## Request
Starting at the line that contains "Q: Can you identify where the toyota" and stopping after the line that contains "89 288 111 303", reproduce that stretch of the material with "utility pole" switched to "lamp post". Keep everything else unchanged.

## Input rows
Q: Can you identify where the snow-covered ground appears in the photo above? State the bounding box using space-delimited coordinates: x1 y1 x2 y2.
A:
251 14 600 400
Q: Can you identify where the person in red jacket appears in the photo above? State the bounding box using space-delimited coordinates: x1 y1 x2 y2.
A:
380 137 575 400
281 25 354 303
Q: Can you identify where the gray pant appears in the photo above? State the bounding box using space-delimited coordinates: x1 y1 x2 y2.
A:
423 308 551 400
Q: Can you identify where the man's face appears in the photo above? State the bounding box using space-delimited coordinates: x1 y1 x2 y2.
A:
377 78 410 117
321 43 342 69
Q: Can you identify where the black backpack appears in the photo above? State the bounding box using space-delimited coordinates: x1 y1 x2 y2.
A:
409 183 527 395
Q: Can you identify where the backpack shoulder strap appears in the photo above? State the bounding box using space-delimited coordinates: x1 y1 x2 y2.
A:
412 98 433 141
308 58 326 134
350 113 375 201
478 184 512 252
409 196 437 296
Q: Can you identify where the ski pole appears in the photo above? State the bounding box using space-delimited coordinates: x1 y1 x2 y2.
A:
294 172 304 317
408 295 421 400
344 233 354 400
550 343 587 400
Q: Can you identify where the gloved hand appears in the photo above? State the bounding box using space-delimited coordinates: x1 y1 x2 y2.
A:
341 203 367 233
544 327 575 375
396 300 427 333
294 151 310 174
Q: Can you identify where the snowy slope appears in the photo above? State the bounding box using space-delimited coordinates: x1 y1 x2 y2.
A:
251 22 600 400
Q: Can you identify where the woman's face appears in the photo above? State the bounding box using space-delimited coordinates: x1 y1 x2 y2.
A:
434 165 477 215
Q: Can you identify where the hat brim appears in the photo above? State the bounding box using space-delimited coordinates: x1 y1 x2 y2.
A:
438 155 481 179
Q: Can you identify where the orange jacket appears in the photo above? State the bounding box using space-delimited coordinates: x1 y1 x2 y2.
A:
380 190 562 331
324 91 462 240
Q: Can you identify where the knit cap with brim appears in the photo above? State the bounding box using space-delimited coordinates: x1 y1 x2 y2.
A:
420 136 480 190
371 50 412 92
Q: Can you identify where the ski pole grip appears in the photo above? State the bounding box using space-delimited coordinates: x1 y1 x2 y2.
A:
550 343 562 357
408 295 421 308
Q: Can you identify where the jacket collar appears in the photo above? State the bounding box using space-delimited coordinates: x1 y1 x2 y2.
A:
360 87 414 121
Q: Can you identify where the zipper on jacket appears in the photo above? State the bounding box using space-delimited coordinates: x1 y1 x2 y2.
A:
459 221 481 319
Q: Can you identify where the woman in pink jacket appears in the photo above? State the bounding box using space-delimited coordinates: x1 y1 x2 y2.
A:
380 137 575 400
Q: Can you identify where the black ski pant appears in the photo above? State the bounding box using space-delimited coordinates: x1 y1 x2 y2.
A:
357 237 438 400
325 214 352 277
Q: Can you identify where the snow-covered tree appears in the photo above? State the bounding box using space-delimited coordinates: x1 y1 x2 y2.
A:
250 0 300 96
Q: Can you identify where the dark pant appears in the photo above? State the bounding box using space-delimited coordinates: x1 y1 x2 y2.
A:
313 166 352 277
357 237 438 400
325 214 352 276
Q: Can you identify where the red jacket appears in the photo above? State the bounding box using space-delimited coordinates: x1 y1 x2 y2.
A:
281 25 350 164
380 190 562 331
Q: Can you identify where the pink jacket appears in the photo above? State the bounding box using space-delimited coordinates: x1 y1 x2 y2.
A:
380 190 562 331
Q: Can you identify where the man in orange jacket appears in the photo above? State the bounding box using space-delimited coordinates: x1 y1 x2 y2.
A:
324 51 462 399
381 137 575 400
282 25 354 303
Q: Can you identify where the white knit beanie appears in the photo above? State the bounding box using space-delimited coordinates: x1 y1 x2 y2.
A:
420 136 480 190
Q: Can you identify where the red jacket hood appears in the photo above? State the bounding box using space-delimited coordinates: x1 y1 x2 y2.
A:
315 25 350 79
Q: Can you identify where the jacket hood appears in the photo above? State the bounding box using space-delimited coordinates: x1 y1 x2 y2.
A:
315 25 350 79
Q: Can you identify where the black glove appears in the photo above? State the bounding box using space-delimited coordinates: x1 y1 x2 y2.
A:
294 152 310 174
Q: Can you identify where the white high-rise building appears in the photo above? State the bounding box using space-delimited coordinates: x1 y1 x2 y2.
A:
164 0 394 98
...
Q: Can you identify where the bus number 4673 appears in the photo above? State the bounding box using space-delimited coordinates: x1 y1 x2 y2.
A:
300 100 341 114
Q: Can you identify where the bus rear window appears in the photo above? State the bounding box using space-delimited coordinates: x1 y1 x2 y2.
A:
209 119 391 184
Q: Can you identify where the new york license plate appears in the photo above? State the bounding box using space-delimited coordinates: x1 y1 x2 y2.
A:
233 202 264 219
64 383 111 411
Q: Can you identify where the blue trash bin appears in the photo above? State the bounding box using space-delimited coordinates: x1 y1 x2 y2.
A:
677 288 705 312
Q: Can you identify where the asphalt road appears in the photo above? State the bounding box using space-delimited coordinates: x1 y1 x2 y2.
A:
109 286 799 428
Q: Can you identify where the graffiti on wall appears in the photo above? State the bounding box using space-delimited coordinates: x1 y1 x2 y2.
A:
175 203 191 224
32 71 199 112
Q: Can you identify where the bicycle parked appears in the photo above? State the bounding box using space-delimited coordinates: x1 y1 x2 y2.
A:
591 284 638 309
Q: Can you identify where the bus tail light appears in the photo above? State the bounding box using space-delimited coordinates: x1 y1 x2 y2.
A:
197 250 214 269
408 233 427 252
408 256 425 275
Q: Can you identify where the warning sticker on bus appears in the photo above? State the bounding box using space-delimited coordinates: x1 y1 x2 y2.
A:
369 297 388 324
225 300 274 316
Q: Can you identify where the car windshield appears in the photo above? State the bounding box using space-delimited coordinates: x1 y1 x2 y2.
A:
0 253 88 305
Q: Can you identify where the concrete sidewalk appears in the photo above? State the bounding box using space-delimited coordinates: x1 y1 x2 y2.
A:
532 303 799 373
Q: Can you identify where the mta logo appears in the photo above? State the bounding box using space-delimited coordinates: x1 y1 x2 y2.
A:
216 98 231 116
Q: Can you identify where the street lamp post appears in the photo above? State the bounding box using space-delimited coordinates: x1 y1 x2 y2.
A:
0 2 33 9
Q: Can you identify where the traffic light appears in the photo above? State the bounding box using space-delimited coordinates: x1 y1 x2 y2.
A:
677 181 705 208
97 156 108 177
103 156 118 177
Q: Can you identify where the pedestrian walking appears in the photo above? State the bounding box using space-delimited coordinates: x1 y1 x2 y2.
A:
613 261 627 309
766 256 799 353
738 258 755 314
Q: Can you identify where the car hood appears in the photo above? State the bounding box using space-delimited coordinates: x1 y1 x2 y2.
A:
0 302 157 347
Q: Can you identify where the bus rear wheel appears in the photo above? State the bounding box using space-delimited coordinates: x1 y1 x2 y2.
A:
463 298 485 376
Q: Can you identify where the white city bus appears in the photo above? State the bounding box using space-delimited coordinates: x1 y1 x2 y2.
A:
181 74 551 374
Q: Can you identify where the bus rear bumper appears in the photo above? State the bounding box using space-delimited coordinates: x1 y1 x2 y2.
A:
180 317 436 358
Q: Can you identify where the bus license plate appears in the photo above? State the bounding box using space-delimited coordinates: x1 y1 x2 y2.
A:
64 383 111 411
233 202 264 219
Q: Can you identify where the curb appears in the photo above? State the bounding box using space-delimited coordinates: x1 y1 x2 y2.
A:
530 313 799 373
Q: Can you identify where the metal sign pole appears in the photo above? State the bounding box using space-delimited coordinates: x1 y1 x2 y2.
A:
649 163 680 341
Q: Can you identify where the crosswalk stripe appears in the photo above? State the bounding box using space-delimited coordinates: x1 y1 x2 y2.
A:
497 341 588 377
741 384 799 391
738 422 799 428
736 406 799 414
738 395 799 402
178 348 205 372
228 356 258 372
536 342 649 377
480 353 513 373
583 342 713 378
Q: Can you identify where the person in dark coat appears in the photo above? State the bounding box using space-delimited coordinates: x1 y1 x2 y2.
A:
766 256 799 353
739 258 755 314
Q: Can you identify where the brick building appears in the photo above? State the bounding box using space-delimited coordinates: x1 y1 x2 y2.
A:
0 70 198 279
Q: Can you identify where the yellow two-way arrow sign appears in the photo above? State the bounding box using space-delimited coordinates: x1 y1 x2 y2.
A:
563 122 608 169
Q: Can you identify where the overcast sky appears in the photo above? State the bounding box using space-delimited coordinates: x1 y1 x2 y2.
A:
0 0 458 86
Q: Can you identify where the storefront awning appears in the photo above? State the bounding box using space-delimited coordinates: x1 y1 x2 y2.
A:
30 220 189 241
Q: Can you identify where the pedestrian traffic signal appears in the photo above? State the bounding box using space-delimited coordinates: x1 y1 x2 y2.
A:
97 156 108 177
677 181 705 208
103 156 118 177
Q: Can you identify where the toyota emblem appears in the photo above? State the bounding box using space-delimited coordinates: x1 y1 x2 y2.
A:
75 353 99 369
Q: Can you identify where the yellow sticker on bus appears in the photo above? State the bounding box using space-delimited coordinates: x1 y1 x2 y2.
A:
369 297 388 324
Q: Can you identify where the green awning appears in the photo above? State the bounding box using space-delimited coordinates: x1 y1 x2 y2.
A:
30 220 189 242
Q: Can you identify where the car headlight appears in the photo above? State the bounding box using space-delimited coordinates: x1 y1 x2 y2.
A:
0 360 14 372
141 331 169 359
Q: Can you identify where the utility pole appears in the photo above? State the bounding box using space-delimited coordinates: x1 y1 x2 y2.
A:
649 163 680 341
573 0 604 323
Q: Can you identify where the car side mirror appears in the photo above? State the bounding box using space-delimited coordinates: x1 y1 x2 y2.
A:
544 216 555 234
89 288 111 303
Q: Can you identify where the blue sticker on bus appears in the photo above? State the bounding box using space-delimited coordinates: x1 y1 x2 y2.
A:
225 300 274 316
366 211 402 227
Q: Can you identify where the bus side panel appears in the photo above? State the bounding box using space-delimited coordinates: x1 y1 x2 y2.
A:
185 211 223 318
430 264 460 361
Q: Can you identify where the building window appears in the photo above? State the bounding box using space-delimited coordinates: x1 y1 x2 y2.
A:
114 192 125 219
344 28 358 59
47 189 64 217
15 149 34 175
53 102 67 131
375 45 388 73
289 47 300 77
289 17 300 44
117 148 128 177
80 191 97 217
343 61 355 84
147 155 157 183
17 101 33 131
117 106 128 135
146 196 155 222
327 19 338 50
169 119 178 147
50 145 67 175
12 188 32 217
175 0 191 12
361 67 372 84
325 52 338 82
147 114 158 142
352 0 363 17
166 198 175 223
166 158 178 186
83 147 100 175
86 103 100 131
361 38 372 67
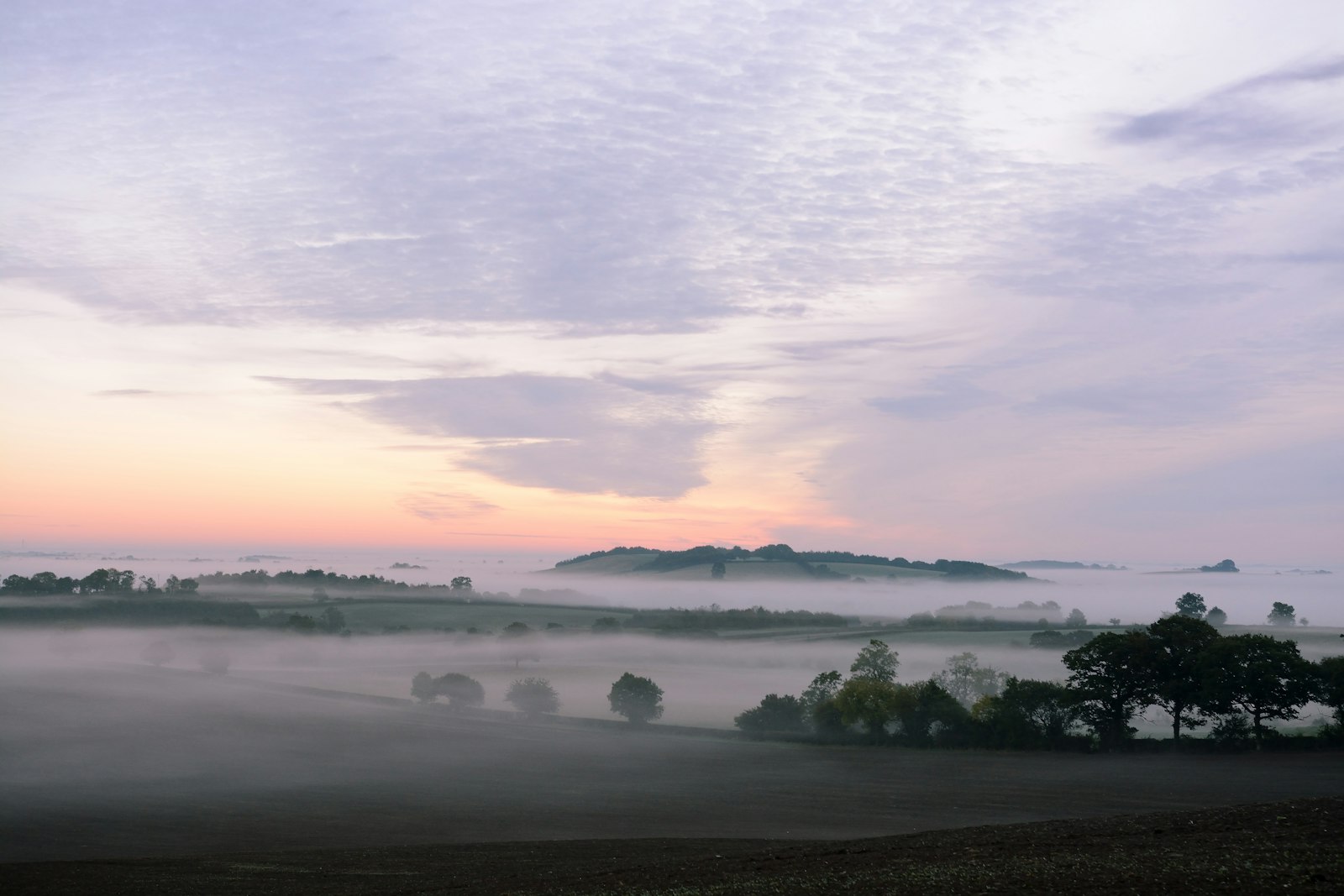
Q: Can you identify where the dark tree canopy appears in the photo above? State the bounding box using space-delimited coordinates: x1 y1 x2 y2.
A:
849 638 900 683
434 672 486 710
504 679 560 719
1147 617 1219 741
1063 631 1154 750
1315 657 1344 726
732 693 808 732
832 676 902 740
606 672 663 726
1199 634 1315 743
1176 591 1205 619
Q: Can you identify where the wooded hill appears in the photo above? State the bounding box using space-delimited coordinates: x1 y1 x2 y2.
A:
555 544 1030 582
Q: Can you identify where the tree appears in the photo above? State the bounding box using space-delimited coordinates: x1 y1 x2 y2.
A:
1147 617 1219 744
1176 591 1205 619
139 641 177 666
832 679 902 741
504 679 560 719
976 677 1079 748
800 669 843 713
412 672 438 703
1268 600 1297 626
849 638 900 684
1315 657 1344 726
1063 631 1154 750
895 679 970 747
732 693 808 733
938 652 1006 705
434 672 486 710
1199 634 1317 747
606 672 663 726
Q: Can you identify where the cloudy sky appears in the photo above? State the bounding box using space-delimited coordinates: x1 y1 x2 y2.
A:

## Finished task
Q: Can you identify where the toyota emblem appears in the photo above? State the bounding box using space-delimited coordinates: x1 y1 x2 y2.
A:
75 353 99 369
Q: Can you identify where the yellow sticker on bus appears in the photo above? State the bounding box using space-delimited coordinates: x1 y1 x2 y2.
A:
369 297 388 324
Q: Can you identify where the green awning appears in the photo above? State the bounding box using space-delimited coordinates: x1 y1 x2 y2.
A:
30 220 189 242
Q: Can you identify where the car headlight appears in the photo above? State the bounding box using space-delimited coordinates: x1 y1 x2 y2.
A:
0 360 14 372
141 331 169 359
Q: Can you identify where the lamp post appears in the photo above? State the bounding box using space-delimited coordinates: x1 y1 x2 y2.
A:
649 163 680 341
573 0 604 323
Q: Can you identify where the car side mirror appears in the photo above? State the bounding box using space-delimited coordinates: x1 y1 x2 y2.
A:
544 216 555 234
89 288 111 303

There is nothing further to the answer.